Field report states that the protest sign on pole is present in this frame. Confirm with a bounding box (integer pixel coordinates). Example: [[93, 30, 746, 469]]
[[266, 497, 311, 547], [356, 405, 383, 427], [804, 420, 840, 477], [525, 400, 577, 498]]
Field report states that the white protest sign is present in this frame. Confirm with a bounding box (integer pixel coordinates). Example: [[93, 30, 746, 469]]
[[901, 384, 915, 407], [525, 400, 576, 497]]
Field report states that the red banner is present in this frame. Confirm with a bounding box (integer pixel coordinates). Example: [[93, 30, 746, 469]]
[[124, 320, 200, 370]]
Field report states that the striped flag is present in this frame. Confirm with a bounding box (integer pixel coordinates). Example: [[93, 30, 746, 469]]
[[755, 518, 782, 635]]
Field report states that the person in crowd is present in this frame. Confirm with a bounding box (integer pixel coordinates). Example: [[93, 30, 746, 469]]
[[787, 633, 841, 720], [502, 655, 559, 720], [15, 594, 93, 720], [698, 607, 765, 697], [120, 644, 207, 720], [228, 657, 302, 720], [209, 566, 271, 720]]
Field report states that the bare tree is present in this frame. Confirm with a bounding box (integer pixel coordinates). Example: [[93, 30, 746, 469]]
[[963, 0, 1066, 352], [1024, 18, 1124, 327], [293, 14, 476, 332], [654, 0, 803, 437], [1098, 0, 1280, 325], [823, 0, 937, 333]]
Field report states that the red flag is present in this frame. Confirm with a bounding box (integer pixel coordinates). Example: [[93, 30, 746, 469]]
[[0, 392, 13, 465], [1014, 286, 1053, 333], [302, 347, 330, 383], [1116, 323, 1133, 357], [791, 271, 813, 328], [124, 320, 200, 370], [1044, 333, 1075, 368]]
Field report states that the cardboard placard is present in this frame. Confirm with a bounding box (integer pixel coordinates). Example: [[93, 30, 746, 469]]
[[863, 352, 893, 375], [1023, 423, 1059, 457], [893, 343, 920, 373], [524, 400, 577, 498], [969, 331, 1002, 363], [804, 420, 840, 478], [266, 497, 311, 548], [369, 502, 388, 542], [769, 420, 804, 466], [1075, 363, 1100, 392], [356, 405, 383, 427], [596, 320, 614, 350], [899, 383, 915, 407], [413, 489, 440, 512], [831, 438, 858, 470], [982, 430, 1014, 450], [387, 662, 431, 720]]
=-=-=-=-=
**REQUIRED TASK:**
Copy the records above verbatim, every line in its original order.

**OUTPUT OF THE TASK:**
Field report states that the protest sign on pole is present in this frame. Confirm with a bounding box (integer pixel coordinates). Example: [[93, 30, 746, 469]]
[[266, 497, 311, 547], [356, 405, 383, 427], [804, 420, 840, 477], [525, 400, 577, 498]]
Field report states that the white protest sign is present in this frame. Confirm with a bounding box (integer pixel coordinates). Example: [[93, 30, 746, 469]]
[[901, 384, 915, 407], [525, 400, 576, 497]]
Field report states that the red banner is present in this frame. Confirm with a bounding box (integer pixel coordinates). Example: [[93, 30, 746, 469]]
[[124, 320, 200, 370]]
Field report states that the striped flag is present in this frame. Confirm with a bounding box (integer pixel coordinates). Example: [[93, 30, 746, 469]]
[[755, 518, 782, 635]]
Field report states that the person in crowd is present in this frame. Confirm with a bounding box (integer pixel coordinates). Example: [[93, 30, 746, 469]]
[[787, 633, 841, 720], [502, 655, 559, 720], [15, 594, 93, 720], [698, 607, 765, 697], [120, 644, 207, 720], [228, 657, 302, 720], [209, 566, 271, 720]]
Field report states that the bare tree is present in this frame. Confirm with a bounding box (integer pixel coordinates). Example: [[93, 30, 746, 469]]
[[963, 0, 1066, 352], [1024, 18, 1124, 327], [293, 14, 476, 332], [654, 0, 803, 437], [1098, 0, 1280, 325], [823, 0, 937, 333]]
Field report states that the red flag is present in this frame. Confirm with a bounding box (integer pixel coordinates). Example: [[93, 30, 746, 469]]
[[0, 392, 13, 465], [1014, 286, 1053, 333], [302, 347, 330, 383], [1116, 323, 1133, 357], [791, 271, 813, 328], [124, 320, 200, 370], [1044, 333, 1075, 368]]
Field report states that the cardboard placard is present in this frame. Confirm with a bounding box (integer pixel coordinates). Example: [[93, 30, 746, 469]]
[[863, 352, 893, 375], [1023, 423, 1059, 457], [893, 343, 920, 373], [524, 400, 577, 498], [969, 331, 1002, 363], [804, 420, 840, 478], [266, 497, 311, 548], [369, 502, 388, 542], [769, 420, 804, 466], [1075, 363, 1100, 392], [356, 405, 383, 427], [596, 320, 614, 350], [899, 383, 915, 407], [413, 489, 440, 512], [831, 438, 858, 470], [982, 430, 1014, 450], [387, 662, 431, 720]]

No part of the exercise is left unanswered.